* SHORT PROBLEM
Rescale the rows from the line containing "Locate the overall" through the end of the rows, both ends included, by writing out every line again, requests too, with each answer coordinate multiplied by 2.5 and rounded to a whole number, halves going up. Keep the requests and their sample coordinates unchanged, and give only these lines.
....
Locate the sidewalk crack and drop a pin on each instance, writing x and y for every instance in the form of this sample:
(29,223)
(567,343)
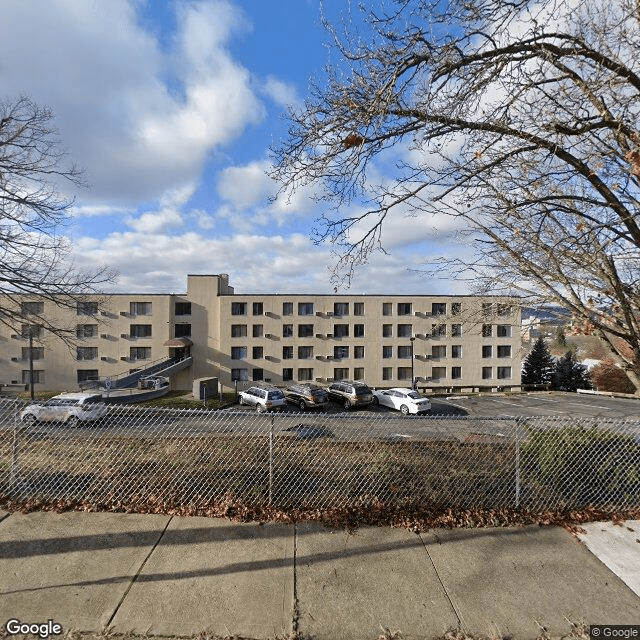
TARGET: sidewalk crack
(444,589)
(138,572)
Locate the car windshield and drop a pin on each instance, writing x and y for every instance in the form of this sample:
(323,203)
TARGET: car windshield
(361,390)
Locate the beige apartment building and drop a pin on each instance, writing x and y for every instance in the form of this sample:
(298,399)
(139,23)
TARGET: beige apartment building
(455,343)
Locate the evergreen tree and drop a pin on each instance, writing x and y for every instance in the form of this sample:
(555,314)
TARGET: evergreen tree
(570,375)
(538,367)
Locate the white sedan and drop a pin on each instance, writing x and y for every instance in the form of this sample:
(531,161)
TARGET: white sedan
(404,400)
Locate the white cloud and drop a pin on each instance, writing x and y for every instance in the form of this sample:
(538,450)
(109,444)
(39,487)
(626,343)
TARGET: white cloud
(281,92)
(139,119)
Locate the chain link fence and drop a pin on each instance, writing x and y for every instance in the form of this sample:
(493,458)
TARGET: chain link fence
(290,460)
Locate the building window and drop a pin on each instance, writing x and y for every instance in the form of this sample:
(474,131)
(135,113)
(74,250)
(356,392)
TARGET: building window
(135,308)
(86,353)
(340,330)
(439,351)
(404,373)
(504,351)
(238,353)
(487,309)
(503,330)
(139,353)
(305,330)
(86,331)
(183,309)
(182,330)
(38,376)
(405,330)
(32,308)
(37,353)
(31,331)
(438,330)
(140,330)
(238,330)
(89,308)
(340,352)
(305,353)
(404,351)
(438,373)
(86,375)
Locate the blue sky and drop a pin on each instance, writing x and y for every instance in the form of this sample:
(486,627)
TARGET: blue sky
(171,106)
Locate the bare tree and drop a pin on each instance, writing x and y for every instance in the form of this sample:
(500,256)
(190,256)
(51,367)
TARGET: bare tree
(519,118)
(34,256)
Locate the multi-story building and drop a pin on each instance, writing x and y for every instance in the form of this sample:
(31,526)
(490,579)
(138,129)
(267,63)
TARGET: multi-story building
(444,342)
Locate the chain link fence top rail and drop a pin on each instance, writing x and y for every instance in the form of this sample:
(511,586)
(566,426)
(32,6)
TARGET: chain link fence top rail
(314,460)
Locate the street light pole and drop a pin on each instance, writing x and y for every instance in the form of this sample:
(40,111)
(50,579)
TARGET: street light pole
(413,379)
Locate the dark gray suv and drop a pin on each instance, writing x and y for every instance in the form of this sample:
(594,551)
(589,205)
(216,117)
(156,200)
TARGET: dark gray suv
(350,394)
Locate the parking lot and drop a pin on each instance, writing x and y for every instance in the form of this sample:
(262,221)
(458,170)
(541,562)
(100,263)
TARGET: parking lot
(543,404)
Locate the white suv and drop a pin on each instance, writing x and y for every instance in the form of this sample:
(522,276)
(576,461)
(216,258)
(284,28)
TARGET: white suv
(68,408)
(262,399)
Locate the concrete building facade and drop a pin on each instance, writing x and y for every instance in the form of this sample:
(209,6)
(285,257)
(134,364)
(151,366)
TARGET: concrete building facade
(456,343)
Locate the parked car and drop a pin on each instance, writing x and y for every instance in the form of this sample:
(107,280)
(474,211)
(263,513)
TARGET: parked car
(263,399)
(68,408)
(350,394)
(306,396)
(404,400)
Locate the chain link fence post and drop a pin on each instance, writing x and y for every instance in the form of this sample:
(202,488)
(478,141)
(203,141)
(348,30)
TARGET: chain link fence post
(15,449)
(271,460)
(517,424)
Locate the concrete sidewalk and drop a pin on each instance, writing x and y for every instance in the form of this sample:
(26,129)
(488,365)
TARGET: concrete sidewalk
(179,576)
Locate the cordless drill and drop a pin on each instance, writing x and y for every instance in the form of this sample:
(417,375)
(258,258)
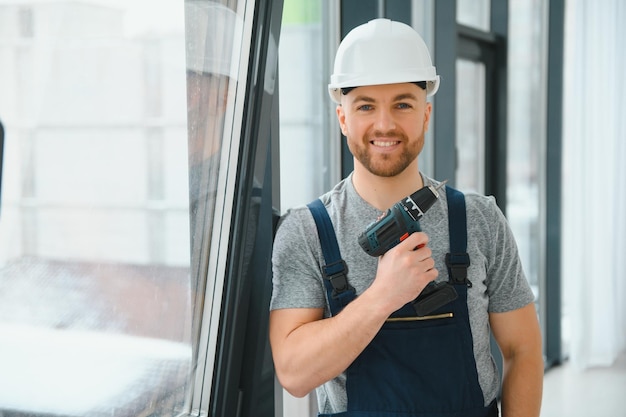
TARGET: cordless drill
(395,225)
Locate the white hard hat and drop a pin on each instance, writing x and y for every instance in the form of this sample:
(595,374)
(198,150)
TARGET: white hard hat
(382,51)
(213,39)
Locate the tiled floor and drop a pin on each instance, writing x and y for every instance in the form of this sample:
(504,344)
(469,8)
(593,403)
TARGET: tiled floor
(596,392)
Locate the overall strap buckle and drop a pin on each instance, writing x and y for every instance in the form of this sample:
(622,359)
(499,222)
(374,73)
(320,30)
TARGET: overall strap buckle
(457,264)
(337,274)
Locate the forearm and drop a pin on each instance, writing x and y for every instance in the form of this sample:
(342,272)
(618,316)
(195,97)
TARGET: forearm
....
* ANSWER TO THE EXERCISE
Locate the overall strap buckle and drop a pin on each instance, writing x and y for every instance in the form of this sample:
(622,359)
(499,222)
(374,73)
(320,30)
TARGET: overall strap buckle
(1143,660)
(843,685)
Locate the forearm and drop a pin on each instance, writing x and y for every instance in the form of this sample:
(342,272)
(618,316)
(195,97)
TARGET: forearm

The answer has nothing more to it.